[Start of Passage]

It may take the use of other channels for marketers to reach people on their mobile phones. The Weather Chan­nel Interactive, for example, has had a mobile presence for 18 months, but its recent multichannel campaign greatly increased its visibility.

From May 19 to June 20, the media firm ran a promotion called “Mobile Month,” which offered a giveaway of “A Blackberry a Day.” Using e-mail, direct mail, banner ads, TV, radio and the mobile Web, the giveaway raised awareness and increased traffic to the mobile Web, setting many records for the interactive brand.

“We've learned from research that there is a fundamental lack of awareness about the mobile Web and most people don't know that they can get the weather on their phones,” said Derek Van Nostran, director of marketing, The Weather Chan­nel Interactive. “We had to do some mar­keting that was a little bit ‘old school.'”

The ads ran across all The Weather Channel properties, as well as on part­ner sites such as Blackberry, AT&T and Sprint. The campaign included e-mail sent out to 1 million Weather Channel custom­ers, as well as the partners' e-mail lists.

The main goal of the campaign was to bring awareness to the multiple mobile products offered by The Weather Chan­nel. The numbers suggest that this was accomplished. The promotion saw more than 700,000 sweepstakes entries, the highest number of registrants that The Weather Channel Interactive has received from any promotion.

[End of Passage]

[Exercise goal]: Continue the passage about The Weather Channel Interactive's "Mobile Month" promotion from the point where it ends.

[Start of Data excerpt]

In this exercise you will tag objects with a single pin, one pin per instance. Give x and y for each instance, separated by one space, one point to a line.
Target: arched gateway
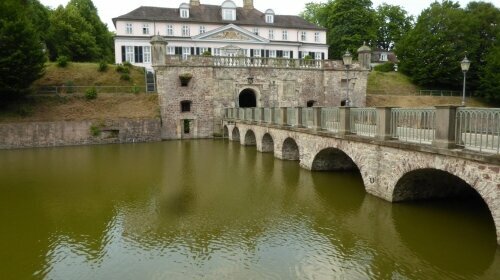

[End of Data excerpt]

[Written answer]:
The mobile Web site traffic during the promotion broke all site records and was 35% higher than usual traffic for the time period. Mobile download sales also exceeded The Weather Channel's goals and hit record numbers for 2008 sales.

“You can't rely on promoting mobile through mobile. So few people are deeply engaged in the mobile channel that you need to promote broadly,” said Julie Katz, analyst at Forrester Research. “It helps to promote a new product through a number of different channels, because different people respond in different ways.”

Despite the interest garnered from the various channels, more than two-thirds of the registrants came from the mobile Web. Katz added that it is important to acknowledge the mobile audience and thank them for helping the channel grow. “Just because you're an early adopter, that doesn't mean you should be punished.”

Still, the multichannel effort is the best way to get the word out. “The mobile audience is still pretty small,” noted Katz. “It's growing, but it is still a small part of the market.”